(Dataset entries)
Start of Block

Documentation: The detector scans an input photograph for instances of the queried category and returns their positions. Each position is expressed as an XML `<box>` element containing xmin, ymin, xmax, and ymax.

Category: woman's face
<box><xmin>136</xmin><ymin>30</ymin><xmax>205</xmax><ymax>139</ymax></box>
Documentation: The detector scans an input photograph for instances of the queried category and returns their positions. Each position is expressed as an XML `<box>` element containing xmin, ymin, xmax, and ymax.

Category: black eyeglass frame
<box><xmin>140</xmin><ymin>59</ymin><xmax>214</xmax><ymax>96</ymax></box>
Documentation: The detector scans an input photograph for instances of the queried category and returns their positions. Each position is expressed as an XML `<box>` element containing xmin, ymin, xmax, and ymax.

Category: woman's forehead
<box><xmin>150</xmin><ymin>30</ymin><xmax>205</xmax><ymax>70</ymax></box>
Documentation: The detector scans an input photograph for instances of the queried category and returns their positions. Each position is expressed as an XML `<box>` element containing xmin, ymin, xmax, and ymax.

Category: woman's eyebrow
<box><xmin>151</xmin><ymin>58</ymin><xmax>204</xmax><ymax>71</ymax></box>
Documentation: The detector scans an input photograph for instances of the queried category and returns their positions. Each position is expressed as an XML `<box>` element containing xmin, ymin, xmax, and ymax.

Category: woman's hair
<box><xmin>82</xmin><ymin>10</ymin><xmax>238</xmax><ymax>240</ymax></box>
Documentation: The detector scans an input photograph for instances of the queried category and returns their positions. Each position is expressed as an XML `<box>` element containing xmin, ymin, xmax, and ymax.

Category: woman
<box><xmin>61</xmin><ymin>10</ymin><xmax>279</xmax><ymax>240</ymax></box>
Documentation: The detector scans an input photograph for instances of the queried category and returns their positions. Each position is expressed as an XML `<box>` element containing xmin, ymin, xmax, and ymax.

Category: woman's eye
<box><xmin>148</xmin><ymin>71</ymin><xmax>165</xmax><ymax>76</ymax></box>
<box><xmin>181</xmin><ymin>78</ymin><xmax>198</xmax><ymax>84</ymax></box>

End of Block

Your task is to repeat every entry above exactly.

Documentation: The detector scans an input photograph for instances of the queried category and returns their positions. Each position is expressed as an XML `<box>` element containing xmin, ymin, xmax, and ymax.

Category: woman's face
<box><xmin>136</xmin><ymin>30</ymin><xmax>205</xmax><ymax>139</ymax></box>
Documentation: The detector scans an input photograph for instances of the queried category and returns their positions. Each position is expressed as an XML `<box>` element containing xmin, ymin, xmax, and ymax.

Category: black eyeglass frame
<box><xmin>140</xmin><ymin>59</ymin><xmax>214</xmax><ymax>96</ymax></box>
Documentation: The detector scans an input photograph for instances of the queried category and returns their positions. Each position is expressed as an XML `<box>` element containing xmin, ymin, xmax, and ymax.

Category: woman's forehead
<box><xmin>150</xmin><ymin>30</ymin><xmax>205</xmax><ymax>70</ymax></box>
Documentation: The detector scans an input photograph for instances of the queried category and returns their positions. Each position is expressed as an XML `<box>` element containing xmin, ymin, xmax, and ymax.

Category: woman's eyebrow
<box><xmin>151</xmin><ymin>58</ymin><xmax>204</xmax><ymax>71</ymax></box>
Documentation: The detector scans an input photograph for instances of the queried category and returns their positions. Each position is expressed as an XML `<box>` element containing xmin, ymin, xmax, and ymax.

Category: woman's hair
<box><xmin>82</xmin><ymin>10</ymin><xmax>238</xmax><ymax>240</ymax></box>
Documentation: The detector scans an input photograph for instances of the queried category and returns their positions. Each position is expressed as an XML `<box>` element containing xmin, ymin, xmax, and ymax.

Category: woman
<box><xmin>61</xmin><ymin>10</ymin><xmax>279</xmax><ymax>240</ymax></box>
Documentation: The detector scans an input photograph for instances of the queried category and returns their positions. Each position is expressed as an XML `<box>` element containing xmin, ymin, xmax, and ymax.

Category: woman's eye
<box><xmin>148</xmin><ymin>71</ymin><xmax>165</xmax><ymax>76</ymax></box>
<box><xmin>181</xmin><ymin>78</ymin><xmax>198</xmax><ymax>84</ymax></box>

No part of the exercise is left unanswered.